## Exercise directions
Copy, from the entries below, each line in which the string "written" appears.

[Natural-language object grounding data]
# # # # # # #
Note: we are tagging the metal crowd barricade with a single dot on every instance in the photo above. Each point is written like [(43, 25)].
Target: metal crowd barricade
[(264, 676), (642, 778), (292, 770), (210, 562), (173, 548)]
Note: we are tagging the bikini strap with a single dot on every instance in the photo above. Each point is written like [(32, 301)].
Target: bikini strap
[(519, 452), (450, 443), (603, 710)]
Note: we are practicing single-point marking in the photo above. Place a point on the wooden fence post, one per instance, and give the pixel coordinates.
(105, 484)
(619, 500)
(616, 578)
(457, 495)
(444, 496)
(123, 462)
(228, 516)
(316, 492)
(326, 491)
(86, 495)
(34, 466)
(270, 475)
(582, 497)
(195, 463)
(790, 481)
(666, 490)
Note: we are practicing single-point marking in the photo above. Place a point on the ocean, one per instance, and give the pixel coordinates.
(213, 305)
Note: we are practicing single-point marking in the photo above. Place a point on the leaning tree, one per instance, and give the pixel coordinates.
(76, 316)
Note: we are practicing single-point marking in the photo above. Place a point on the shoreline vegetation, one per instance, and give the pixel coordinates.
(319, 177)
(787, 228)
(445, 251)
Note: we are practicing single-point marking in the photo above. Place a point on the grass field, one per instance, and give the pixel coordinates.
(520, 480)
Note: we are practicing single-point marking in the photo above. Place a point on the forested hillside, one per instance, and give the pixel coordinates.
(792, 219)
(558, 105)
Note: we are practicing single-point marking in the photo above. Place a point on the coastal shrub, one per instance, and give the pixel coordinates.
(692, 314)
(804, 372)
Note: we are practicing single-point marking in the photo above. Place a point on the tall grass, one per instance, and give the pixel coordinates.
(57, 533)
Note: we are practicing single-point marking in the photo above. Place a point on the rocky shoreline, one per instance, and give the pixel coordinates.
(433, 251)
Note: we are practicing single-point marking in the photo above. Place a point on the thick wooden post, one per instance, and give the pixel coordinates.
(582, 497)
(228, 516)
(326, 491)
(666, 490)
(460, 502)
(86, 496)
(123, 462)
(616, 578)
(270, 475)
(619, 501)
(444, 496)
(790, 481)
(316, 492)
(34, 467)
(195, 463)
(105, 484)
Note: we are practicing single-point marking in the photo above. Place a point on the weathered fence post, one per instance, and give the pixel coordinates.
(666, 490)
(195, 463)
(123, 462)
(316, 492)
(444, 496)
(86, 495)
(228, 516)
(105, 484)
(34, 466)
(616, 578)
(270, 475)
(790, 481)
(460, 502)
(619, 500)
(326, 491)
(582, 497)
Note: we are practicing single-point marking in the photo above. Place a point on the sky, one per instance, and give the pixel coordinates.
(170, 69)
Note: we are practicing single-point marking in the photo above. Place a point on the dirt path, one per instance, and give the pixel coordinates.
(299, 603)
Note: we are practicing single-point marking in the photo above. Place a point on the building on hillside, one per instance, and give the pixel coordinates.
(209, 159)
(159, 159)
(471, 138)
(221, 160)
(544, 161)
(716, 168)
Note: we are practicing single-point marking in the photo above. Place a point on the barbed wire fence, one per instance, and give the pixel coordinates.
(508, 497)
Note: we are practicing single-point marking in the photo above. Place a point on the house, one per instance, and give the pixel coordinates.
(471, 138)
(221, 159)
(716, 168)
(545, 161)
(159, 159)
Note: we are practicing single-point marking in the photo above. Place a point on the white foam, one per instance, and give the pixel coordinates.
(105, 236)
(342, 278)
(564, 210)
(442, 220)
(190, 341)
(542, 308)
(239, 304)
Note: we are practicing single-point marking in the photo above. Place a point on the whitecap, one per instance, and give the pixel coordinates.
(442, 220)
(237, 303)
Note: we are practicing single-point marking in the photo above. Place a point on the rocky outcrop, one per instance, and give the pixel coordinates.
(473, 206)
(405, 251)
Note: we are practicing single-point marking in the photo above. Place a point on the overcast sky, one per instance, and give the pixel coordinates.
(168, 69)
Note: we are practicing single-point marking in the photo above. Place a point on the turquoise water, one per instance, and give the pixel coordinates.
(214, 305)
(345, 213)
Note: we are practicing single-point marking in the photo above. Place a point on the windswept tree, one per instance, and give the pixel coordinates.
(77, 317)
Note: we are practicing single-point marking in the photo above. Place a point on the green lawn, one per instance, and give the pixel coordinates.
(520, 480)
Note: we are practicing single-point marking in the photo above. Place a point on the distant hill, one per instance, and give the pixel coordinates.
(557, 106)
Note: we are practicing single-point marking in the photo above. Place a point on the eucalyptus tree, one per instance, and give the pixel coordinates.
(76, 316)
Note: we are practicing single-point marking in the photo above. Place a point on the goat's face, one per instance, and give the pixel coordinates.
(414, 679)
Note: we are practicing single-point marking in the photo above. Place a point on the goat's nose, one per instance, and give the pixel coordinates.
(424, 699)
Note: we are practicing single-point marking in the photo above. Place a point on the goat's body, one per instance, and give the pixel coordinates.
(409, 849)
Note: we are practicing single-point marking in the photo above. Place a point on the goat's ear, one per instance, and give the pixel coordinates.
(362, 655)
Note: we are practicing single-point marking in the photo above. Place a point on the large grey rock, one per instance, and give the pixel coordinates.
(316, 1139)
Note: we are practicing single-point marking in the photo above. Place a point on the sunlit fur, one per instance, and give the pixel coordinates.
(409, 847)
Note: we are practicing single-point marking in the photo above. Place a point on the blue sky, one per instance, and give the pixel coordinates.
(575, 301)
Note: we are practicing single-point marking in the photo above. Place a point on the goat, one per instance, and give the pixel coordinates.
# # # # # # #
## Worked solution
Note: we are tagging the metal crowd barricade with a single dot on every instance in the photo above. Each point is written like [(43, 25)].
Note: we are tagging the bikini strap with a single dot on every instance in the photo above. Each point is written like [(32, 301)].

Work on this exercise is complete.